Copy out the passage about the laptop's parts and software word for word, from start to finish.
+++ QUOTED TEXT +++
To ensure the laptop is robust and can be maintained as easily as possible it omits all moving parts. It has no hard drive, CD or DVD drive. As it also packs a low power processor it has no cooling fans.
Storage: Instead of a large hard drive the laptop has 1GB of flash memory, similar to that used in some digital cameras.
The memory can be expanded using an SD memory card slot underneath the screen or by plugging in peripheral devices through the USB ports.
Files can also be backed up on to a "school server" - a larger computer installed in a classroom - or via an online system provided by search giant Google.
Processor: AMD 433 MHz
Memory: 256MB SDRAM
Storage: 1GB Flash
Processor: The chip, made by AMD, is much slower than most in today's PCs, operating at a speed of just 433MHz. In comparison , some of today's high performance machines have multiple chips with speeds of up to 3GHz.
The off-the-shelf processor is designed to be energy efficient. Unlike a standard chip, which remains active even when nothing changes on screen, the AMD processor is able to shut itself down, only waking when it is needed. It has an inbuilt graphics card.
Wi-fi: To conserve as much battery power as possible the wi-fi adapter can operate even when the main processor is switched off or asleep. It is able to do this by having its own in-built low power chip. The adapter supports standard wireless protocols used in most homes and offices.
Different programs appear in the doughnut icon as they are opened
The laptop has a bespoke Linux operating system (OS) developed by leading open source software company Red Hat.
In contrast to sometimes costly proprietary software, open source software is free and allows users to access and alter the code. OLPC hopes some children will tinker with the code to develop new programs.
In comparison to standard operating systems (OS), it is very small when compressed, taking up just 130MB of space. By comparison, Windows XP takes up around ten times that amount, requiring 1.5GB of hard drive space.
+++ EXTRACTED ENTRIES +++
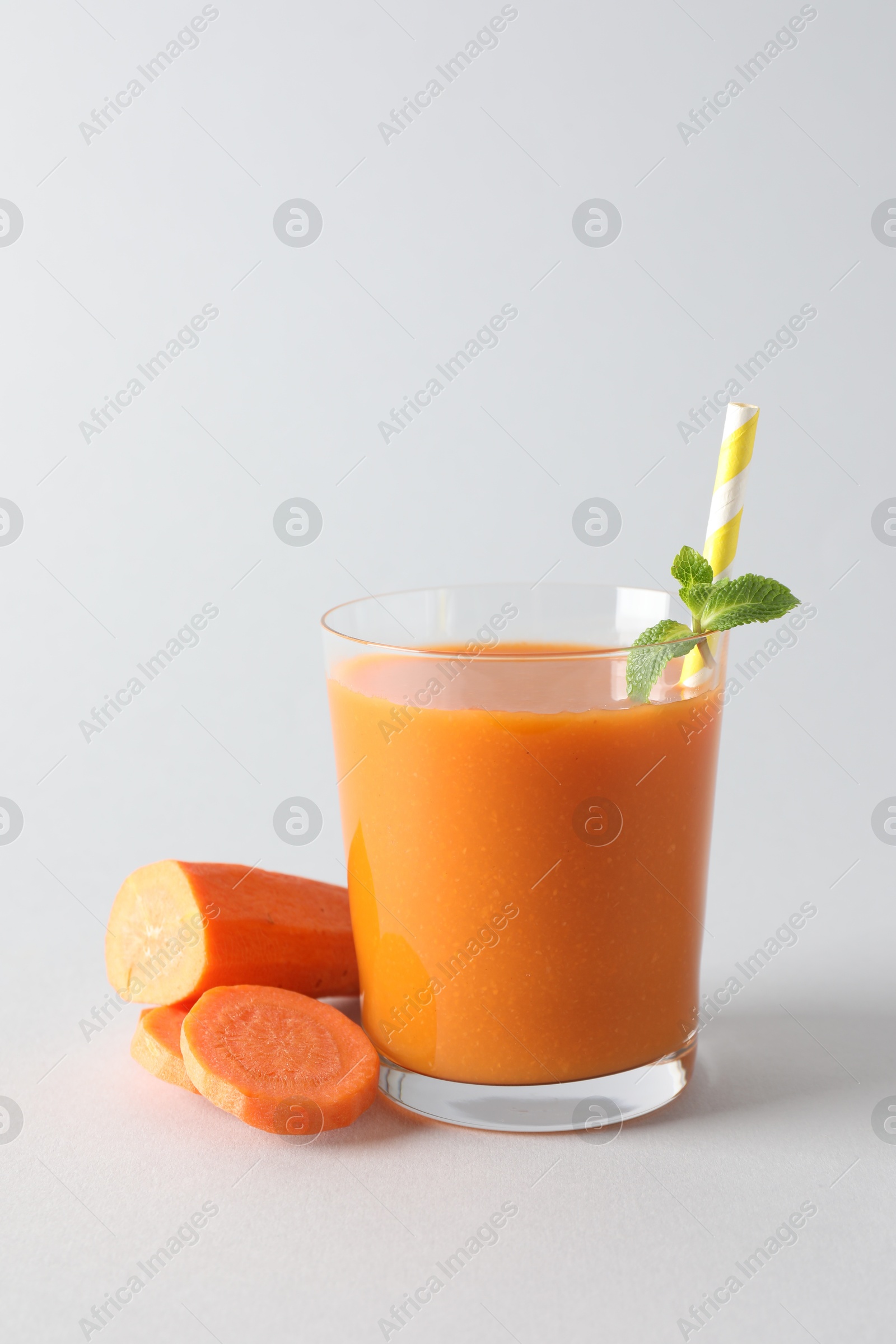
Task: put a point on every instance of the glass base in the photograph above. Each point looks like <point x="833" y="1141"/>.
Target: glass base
+++
+++ EXTRACTED ENTRIES +++
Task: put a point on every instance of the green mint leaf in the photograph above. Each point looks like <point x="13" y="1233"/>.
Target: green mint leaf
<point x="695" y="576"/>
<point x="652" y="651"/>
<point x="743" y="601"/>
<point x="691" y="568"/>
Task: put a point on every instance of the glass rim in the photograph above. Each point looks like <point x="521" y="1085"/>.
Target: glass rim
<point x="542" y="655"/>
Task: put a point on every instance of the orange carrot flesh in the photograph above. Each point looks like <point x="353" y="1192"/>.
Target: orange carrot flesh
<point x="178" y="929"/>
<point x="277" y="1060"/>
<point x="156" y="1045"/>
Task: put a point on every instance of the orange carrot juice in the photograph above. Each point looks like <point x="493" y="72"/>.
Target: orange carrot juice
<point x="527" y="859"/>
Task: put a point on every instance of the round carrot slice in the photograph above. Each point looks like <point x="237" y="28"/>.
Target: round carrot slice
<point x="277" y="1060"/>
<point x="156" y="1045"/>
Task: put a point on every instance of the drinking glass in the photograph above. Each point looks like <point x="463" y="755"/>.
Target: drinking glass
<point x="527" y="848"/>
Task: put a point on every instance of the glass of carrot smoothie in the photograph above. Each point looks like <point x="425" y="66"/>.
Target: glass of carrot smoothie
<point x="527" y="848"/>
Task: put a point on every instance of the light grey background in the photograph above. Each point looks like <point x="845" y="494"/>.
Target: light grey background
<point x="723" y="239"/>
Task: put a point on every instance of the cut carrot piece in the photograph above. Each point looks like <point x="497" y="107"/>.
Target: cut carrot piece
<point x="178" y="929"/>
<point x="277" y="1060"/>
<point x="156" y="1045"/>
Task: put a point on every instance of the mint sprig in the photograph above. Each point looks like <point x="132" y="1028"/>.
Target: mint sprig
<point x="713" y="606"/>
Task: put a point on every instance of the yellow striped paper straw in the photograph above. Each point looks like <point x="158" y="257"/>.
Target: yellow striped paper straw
+++
+++ EXTRACTED ENTRIES +++
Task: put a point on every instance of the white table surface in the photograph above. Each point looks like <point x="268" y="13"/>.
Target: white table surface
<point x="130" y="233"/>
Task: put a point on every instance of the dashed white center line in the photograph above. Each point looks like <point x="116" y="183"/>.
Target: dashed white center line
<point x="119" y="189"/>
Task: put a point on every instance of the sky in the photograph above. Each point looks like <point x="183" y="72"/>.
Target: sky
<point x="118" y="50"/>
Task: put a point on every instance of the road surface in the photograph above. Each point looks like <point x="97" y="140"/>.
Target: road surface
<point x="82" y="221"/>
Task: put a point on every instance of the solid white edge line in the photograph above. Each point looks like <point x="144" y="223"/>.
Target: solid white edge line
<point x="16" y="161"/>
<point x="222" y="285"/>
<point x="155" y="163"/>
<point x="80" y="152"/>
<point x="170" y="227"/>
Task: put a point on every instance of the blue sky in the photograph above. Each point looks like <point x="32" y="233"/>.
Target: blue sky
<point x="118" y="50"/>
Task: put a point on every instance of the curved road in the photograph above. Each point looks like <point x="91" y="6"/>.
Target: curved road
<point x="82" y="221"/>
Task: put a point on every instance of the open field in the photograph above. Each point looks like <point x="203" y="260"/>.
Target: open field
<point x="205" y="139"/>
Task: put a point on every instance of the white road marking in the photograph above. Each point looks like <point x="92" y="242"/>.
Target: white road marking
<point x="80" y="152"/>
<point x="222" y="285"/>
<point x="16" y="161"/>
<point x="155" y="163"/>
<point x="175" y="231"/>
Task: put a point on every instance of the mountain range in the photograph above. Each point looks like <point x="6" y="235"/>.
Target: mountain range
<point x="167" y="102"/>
+++
▸ **RESULT FOR THIS TASK**
To ensure the laptop is robust and can be maintained as easily as possible it omits all moving parts. It has no hard drive, CD or DVD drive. As it also packs a low power processor it has no cooling fans.
Storage: Instead of a large hard drive the laptop has 1GB of flash memory, similar to that used in some digital cameras.
The memory can be expanded using an SD memory card slot underneath the screen or by plugging in peripheral devices through the USB ports.
Files can also be backed up on to a "school server" - a larger computer installed in a classroom - or via an online system provided by search giant Google.
Processor: AMD 433 MHz
Memory: 256MB SDRAM
Storage: 1GB Flash
Processor: The chip, made by AMD, is much slower than most in today's PCs, operating at a speed of just 433MHz. In comparison , some of today's high performance machines have multiple chips with speeds of up to 3GHz.
The off-the-shelf processor is designed to be energy efficient. Unlike a standard chip, which remains active even when nothing changes on screen, the AMD processor is able to shut itself down, only waking when it is needed. It has an inbuilt graphics card.
Wi-fi: To conserve as much battery power as possible the wi-fi adapter can operate even when the main processor is switched off or asleep. It is able to do this by having its own in-built low power chip. The adapter supports standard wireless protocols used in most homes and offices.
Different programs appear in the doughnut icon as they are opened
The laptop has a bespoke Linux operating system (OS) developed by leading open source software company Red Hat.
In contrast to sometimes costly proprietary software, open source software is free and allows users to access and alter the code. OLPC hopes some children will tinker with the code to develop new programs.
In comparison to standard operating systems (OS), it is very small when compressed, taking up just 130MB of space. By comparison, Windows XP takes up around ten times that amount, requiring 1.5GB of hard drive space.